* _WORK TO COMPLETE_
Answer these from the text on friendship below:
1. What short prayer did the writer pray when the marriage was close to falling apart?
2. What three things do the men in the writer's life keep the writer?
3. Under the fourth mistake, what form did pride take for the writer?

* _TEXT PROVIDED_
┏━━
Iron sharpens iron, so one man sharpens another. Proverbs 27:17

Several years ago when my marriage was close to falling apart, one of my sincere prayers was simple – “Lord, teach me how to be a friend.” Because I did not know how to be a friend, I really had no friends.

God answered that prayer. Today, I have men in my life that sharpen me. They keep me accountable, on target, and humble.

If you are not interested in this kind of friendship, or if you think you can handle life on your own, then you have no reason to keep on reading.

But, if you do want  true friends, and you want to learn from my mistakes, continue reading.

Here are 9 relationship mistakes that I made:

  1. I did not trust. How is someone going to trust me if I do not trust them. A true friendship is built on trust.
  2. I was not authentic. Beyond not trusting others, I had many reasons for not being authentic. Who would really want to know the real me?
  3. I did not listen. I thought I was a good listener. But really while someone was talking, I was thinking about myself. What am I going to say? What do they think about me?
  4. I was not humble. Pride takes on many forms. For me it was an unwillingness to allow anyone close enough to me to feel free to point out my flaws.
  5. I did not want to change. Even if I was willing for someone to speak truth to me, I was unwilling to change.
┗━━
* _LISTING_
┏━━
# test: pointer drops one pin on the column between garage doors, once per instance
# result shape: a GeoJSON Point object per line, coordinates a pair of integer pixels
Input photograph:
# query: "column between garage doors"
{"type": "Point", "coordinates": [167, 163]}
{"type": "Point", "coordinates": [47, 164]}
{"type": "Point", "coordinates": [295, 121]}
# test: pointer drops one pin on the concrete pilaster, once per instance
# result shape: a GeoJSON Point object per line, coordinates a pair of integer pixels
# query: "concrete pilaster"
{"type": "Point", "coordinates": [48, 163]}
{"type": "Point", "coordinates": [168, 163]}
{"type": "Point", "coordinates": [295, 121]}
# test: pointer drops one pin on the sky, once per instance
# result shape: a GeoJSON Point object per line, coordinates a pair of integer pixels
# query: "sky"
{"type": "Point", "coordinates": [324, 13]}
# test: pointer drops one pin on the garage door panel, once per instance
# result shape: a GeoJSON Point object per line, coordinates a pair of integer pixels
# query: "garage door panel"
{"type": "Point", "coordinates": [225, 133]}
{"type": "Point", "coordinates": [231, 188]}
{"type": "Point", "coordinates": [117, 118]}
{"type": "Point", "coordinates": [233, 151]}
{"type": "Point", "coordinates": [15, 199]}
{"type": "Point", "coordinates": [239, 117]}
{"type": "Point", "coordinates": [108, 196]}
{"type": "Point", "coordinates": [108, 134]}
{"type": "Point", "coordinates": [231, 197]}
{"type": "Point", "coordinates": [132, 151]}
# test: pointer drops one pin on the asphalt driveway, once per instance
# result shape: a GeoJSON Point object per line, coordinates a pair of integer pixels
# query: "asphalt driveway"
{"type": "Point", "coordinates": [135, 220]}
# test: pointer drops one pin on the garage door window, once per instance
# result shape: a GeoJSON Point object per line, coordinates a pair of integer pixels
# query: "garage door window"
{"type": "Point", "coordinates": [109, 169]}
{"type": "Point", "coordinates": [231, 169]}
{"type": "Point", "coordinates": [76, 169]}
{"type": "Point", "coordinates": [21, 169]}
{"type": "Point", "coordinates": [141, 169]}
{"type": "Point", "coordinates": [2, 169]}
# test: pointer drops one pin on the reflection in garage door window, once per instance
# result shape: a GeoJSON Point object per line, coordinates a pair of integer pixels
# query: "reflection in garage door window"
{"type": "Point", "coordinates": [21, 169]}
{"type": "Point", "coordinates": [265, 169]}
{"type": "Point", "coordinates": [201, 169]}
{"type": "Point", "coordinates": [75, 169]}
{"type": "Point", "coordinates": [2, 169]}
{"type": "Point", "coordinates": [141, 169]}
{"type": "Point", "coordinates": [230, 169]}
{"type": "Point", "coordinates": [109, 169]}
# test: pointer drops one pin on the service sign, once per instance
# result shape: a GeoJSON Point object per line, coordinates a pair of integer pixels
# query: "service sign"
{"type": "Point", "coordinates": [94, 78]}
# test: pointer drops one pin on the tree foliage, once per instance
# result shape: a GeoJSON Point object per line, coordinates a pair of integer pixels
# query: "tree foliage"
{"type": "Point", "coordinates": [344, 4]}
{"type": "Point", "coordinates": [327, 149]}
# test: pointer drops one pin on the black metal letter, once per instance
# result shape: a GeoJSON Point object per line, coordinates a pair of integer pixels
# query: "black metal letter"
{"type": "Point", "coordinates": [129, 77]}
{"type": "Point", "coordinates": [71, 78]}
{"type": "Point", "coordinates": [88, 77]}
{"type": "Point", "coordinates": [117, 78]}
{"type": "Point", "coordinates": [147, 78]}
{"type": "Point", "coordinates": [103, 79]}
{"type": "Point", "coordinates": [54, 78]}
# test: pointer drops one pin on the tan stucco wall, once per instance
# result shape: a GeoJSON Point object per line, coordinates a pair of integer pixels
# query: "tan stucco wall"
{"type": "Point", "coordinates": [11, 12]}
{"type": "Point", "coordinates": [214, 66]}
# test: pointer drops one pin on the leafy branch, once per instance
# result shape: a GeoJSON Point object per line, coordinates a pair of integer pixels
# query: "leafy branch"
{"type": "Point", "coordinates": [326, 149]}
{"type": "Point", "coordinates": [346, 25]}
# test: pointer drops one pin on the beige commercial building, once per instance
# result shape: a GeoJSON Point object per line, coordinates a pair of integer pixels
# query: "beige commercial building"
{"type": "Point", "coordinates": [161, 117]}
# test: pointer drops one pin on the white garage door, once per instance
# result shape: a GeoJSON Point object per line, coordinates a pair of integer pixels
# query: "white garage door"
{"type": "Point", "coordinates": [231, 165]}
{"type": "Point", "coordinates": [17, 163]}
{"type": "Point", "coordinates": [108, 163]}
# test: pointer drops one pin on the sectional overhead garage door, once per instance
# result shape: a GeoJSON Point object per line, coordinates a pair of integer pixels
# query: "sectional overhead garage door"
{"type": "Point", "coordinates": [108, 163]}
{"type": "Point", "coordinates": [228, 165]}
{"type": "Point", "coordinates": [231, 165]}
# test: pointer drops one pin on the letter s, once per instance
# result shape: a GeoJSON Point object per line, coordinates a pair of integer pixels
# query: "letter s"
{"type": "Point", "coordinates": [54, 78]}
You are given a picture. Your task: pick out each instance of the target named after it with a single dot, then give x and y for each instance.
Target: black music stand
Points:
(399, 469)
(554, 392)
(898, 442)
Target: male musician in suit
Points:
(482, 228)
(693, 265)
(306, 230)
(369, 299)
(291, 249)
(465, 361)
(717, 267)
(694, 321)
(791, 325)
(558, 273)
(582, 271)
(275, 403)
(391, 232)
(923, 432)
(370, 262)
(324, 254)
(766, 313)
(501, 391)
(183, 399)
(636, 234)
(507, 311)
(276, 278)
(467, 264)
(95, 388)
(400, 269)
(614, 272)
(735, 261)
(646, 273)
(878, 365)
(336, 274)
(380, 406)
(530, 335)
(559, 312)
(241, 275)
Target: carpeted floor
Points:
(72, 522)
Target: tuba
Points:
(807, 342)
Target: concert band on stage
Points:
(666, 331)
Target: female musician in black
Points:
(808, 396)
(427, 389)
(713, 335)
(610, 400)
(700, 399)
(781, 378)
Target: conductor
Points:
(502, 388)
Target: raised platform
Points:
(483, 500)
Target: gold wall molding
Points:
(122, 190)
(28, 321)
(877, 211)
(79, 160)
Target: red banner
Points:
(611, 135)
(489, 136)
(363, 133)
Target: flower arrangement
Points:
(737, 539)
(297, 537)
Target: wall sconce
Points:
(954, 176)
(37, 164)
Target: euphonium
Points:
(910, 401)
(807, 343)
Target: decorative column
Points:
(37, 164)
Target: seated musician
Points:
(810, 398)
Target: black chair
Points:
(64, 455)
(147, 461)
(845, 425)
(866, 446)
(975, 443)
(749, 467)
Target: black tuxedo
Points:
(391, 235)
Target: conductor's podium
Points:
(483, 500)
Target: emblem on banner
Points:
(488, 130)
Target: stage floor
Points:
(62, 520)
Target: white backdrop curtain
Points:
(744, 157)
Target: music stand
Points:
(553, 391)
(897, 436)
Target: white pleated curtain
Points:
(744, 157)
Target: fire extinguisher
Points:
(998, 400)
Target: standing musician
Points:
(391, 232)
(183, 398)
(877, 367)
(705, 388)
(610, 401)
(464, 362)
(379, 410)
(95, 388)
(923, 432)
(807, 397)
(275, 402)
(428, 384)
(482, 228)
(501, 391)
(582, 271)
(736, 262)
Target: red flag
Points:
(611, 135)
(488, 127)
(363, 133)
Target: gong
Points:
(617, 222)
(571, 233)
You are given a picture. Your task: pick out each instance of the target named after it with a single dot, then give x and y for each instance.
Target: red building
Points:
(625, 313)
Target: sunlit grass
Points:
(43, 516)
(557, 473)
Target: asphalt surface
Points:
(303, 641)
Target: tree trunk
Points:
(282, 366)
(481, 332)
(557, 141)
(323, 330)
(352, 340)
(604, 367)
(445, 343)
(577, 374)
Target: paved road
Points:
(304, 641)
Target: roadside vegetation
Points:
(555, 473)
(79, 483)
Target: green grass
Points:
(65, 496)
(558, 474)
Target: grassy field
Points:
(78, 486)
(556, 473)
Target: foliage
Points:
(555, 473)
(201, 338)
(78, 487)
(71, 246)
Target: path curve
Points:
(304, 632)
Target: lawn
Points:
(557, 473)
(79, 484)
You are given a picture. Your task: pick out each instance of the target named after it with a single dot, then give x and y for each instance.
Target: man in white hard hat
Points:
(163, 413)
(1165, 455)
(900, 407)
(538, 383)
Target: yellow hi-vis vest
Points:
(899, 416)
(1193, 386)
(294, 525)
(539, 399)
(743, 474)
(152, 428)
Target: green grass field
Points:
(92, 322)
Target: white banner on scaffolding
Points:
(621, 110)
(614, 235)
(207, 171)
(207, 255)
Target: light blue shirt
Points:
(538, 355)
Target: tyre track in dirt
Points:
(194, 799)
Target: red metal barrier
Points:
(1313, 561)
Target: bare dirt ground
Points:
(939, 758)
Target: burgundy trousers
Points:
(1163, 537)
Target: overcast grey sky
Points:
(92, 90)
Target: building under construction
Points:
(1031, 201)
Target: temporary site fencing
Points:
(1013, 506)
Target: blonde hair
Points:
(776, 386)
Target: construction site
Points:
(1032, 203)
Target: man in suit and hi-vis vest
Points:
┗━━
* _SOLUTION FOR THIS TASK_
1. "Lord, teach me how to be a friend."
2. Accountable, on target, and humble.
3. An unwillingness to let anyone close enough to feel free to point out the writer's flaws.